练习任务 :: 把下面所有的行改写成一个 Markdown 表格，两列分别为"行号"和"内容"，空行不列入。答案中不要包含图片。

(分割数据集节选)
::::::::::

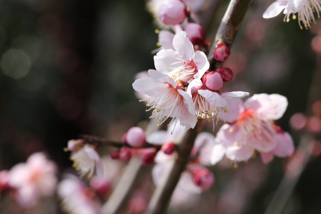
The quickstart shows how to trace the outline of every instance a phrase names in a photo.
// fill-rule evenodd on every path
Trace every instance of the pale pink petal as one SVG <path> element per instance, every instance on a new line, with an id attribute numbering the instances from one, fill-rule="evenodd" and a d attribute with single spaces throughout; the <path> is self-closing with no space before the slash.
<path id="1" fill-rule="evenodd" d="M 162 47 L 164 49 L 172 49 L 175 50 L 173 46 L 173 39 L 175 34 L 168 30 L 161 30 L 158 34 L 158 41 L 160 43 Z"/>
<path id="2" fill-rule="evenodd" d="M 95 165 L 97 176 L 100 177 L 104 177 L 105 174 L 104 162 L 100 158 L 99 160 L 95 162 Z"/>
<path id="3" fill-rule="evenodd" d="M 202 86 L 203 83 L 201 80 L 194 79 L 187 87 L 187 93 L 191 96 L 193 94 L 197 92 L 200 88 Z"/>
<path id="4" fill-rule="evenodd" d="M 263 17 L 265 19 L 269 19 L 275 17 L 285 8 L 289 1 L 289 0 L 278 0 L 274 2 L 263 13 Z"/>
<path id="5" fill-rule="evenodd" d="M 278 133 L 273 137 L 276 146 L 273 150 L 274 154 L 280 158 L 285 158 L 292 154 L 294 151 L 293 139 L 287 132 Z"/>
<path id="6" fill-rule="evenodd" d="M 178 93 L 182 95 L 183 97 L 184 100 L 184 104 L 185 106 L 188 110 L 188 112 L 192 115 L 195 115 L 195 107 L 194 105 L 194 103 L 192 99 L 192 96 L 188 94 L 187 92 L 184 91 L 182 90 L 178 90 Z M 195 116 L 196 118 L 196 116 Z"/>
<path id="7" fill-rule="evenodd" d="M 163 73 L 166 73 L 172 71 L 169 68 L 170 64 L 178 62 L 179 59 L 182 57 L 182 55 L 179 52 L 172 49 L 161 50 L 154 56 L 154 63 L 156 70 Z"/>
<path id="8" fill-rule="evenodd" d="M 136 80 L 132 85 L 135 90 L 150 97 L 153 97 L 168 87 L 152 78 L 147 77 Z"/>
<path id="9" fill-rule="evenodd" d="M 225 147 L 233 146 L 235 142 L 235 137 L 239 131 L 236 127 L 234 127 L 234 129 L 233 128 L 227 124 L 222 126 L 216 134 L 215 142 L 222 144 Z M 231 131 L 233 131 L 231 132 Z"/>
<path id="10" fill-rule="evenodd" d="M 164 130 L 156 131 L 148 135 L 146 138 L 146 141 L 150 143 L 161 145 L 166 142 L 168 135 L 167 132 Z"/>
<path id="11" fill-rule="evenodd" d="M 284 14 L 295 13 L 308 4 L 308 0 L 291 0 L 283 11 Z"/>
<path id="12" fill-rule="evenodd" d="M 262 162 L 265 164 L 267 164 L 272 161 L 274 158 L 274 155 L 273 155 L 273 152 L 271 151 L 269 152 L 265 153 L 261 152 L 261 159 L 262 159 Z"/>
<path id="13" fill-rule="evenodd" d="M 250 93 L 244 91 L 232 91 L 222 94 L 222 96 L 225 99 L 238 99 L 248 96 Z"/>
<path id="14" fill-rule="evenodd" d="M 205 54 L 200 51 L 197 51 L 193 55 L 193 61 L 198 70 L 194 74 L 194 78 L 200 79 L 210 67 L 210 63 Z"/>
<path id="15" fill-rule="evenodd" d="M 195 113 L 191 114 L 184 106 L 182 106 L 179 117 L 180 125 L 185 127 L 185 131 L 195 127 L 197 119 Z"/>
<path id="16" fill-rule="evenodd" d="M 251 158 L 254 152 L 254 150 L 247 145 L 242 147 L 230 146 L 227 148 L 225 155 L 231 160 L 243 161 Z"/>
<path id="17" fill-rule="evenodd" d="M 176 88 L 176 83 L 171 78 L 156 70 L 148 70 L 148 74 L 154 80 L 161 83 L 166 83 L 171 85 L 174 89 Z"/>
<path id="18" fill-rule="evenodd" d="M 226 123 L 232 123 L 244 110 L 243 101 L 240 99 L 228 99 L 226 100 L 226 102 L 227 112 L 222 111 L 221 113 L 219 114 L 218 118 L 220 120 L 225 121 Z"/>
<path id="19" fill-rule="evenodd" d="M 215 165 L 220 161 L 225 155 L 226 149 L 221 144 L 217 144 L 213 148 L 211 158 L 211 163 Z"/>
<path id="20" fill-rule="evenodd" d="M 200 95 L 204 97 L 211 104 L 218 107 L 225 107 L 227 104 L 226 101 L 222 96 L 216 92 L 206 89 L 197 91 Z"/>
<path id="21" fill-rule="evenodd" d="M 173 39 L 173 46 L 177 51 L 179 52 L 182 58 L 190 61 L 194 54 L 194 47 L 192 42 L 186 37 L 186 32 L 180 31 L 175 35 Z"/>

::::::::::

参考答案 ::
| 行号 | 内容 |
|---|---|
| 1 | The quickstart shows how to trace the outline of every instance a phrase names in a photo. |
| 2 | // fill-rule evenodd on every path |
| 3 | Trace every instance of the pale pink petal as one SVG <path> element per instance, every instance on a new line, with an id attribute numbering the instances from one, fill-rule="evenodd" and a d attribute with single spaces throughout; the <path> is self-closing with no space before the slash. |
| 4 | <path id="1" fill-rule="evenodd" d="M 162 47 L 164 49 L 172 49 L 175 50 L 173 46 L 173 39 L 175 34 L 168 30 L 161 30 L 158 34 L 158 41 L 160 43 Z"/> |
| 5 | <path id="2" fill-rule="evenodd" d="M 95 165 L 97 176 L 100 177 L 104 177 L 105 174 L 104 162 L 100 158 L 99 160 L 95 162 Z"/> |
| 6 | <path id="3" fill-rule="evenodd" d="M 202 86 L 203 83 L 201 80 L 194 79 L 187 87 L 187 93 L 191 96 L 193 94 L 197 92 L 200 88 Z"/> |
| 7 | <path id="4" fill-rule="evenodd" d="M 263 17 L 265 19 L 269 19 L 275 17 L 285 8 L 289 1 L 289 0 L 278 0 L 274 2 L 263 13 Z"/> |
| 8 | <path id="5" fill-rule="evenodd" d="M 278 133 L 273 137 L 276 146 L 273 150 L 274 154 L 280 158 L 285 158 L 292 154 L 294 151 L 293 139 L 287 132 Z"/> |
| 9 | <path id="6" fill-rule="evenodd" d="M 178 93 L 182 95 L 183 97 L 184 100 L 184 104 L 185 106 L 188 110 L 188 112 L 192 115 L 195 115 L 195 107 L 194 105 L 194 103 L 192 99 L 192 96 L 188 94 L 187 92 L 184 91 L 182 90 L 178 90 Z M 195 116 L 196 118 L 196 116 Z"/> |
| 10 | <path id="7" fill-rule="evenodd" d="M 163 73 L 166 73 L 172 71 L 169 68 L 170 64 L 178 62 L 179 59 L 182 57 L 182 55 L 179 52 L 172 49 L 161 50 L 154 56 L 154 63 L 156 70 Z"/> |
| 11 | <path id="8" fill-rule="evenodd" d="M 136 80 L 132 85 L 135 90 L 150 97 L 153 97 L 168 87 L 152 78 L 147 77 Z"/> |
| 12 | <path id="9" fill-rule="evenodd" d="M 225 147 L 233 146 L 235 142 L 235 137 L 239 131 L 236 127 L 234 127 L 234 129 L 233 128 L 227 124 L 222 126 L 216 134 L 215 142 L 222 144 Z M 231 131 L 233 131 L 231 132 Z"/> |
| 13 | <path id="10" fill-rule="evenodd" d="M 164 130 L 156 131 L 148 135 L 146 138 L 146 141 L 150 143 L 161 145 L 166 142 L 168 135 L 167 132 Z"/> |
| 14 | <path id="11" fill-rule="evenodd" d="M 284 14 L 295 13 L 308 4 L 308 0 L 291 0 L 283 11 Z"/> |
| 15 | <path id="12" fill-rule="evenodd" d="M 262 162 L 265 164 L 267 164 L 272 161 L 274 158 L 274 155 L 273 155 L 273 152 L 271 151 L 269 152 L 265 153 L 261 152 L 261 159 L 262 159 Z"/> |
| 16 | <path id="13" fill-rule="evenodd" d="M 250 93 L 244 91 L 232 91 L 222 94 L 222 96 L 225 99 L 238 99 L 248 96 Z"/> |
| 17 | <path id="14" fill-rule="evenodd" d="M 205 54 L 200 51 L 197 51 L 193 55 L 193 61 L 198 70 L 194 74 L 194 78 L 200 79 L 210 67 L 210 63 Z"/> |
| 18 | <path id="15" fill-rule="evenodd" d="M 195 113 L 191 114 L 184 106 L 182 106 L 179 117 L 180 125 L 185 127 L 185 131 L 195 127 L 197 119 Z"/> |
| 19 | <path id="16" fill-rule="evenodd" d="M 251 158 L 254 152 L 254 150 L 247 145 L 242 147 L 230 146 L 227 148 L 225 155 L 231 160 L 243 161 Z"/> |
| 20 | <path id="17" fill-rule="evenodd" d="M 176 88 L 176 83 L 171 78 L 156 70 L 148 70 L 148 74 L 154 80 L 161 83 L 166 83 L 171 85 L 174 89 Z"/> |
| 21 | <path id="18" fill-rule="evenodd" d="M 226 123 L 232 123 L 244 110 L 243 101 L 240 99 L 228 99 L 226 100 L 226 102 L 227 112 L 222 111 L 221 113 L 219 114 L 218 118 L 220 120 L 225 121 Z"/> |
| 22 | <path id="19" fill-rule="evenodd" d="M 215 165 L 220 161 L 225 155 L 226 149 L 221 144 L 217 144 L 213 148 L 211 158 L 211 163 Z"/> |
| 23 | <path id="20" fill-rule="evenodd" d="M 200 95 L 204 97 L 211 104 L 218 107 L 225 107 L 227 104 L 226 101 L 222 96 L 216 92 L 206 89 L 197 91 Z"/> |
| 24 | <path id="21" fill-rule="evenodd" d="M 173 39 L 173 46 L 177 51 L 179 52 L 182 58 L 190 61 L 194 54 L 194 47 L 192 42 L 186 37 L 186 32 L 180 31 L 175 35 Z"/> |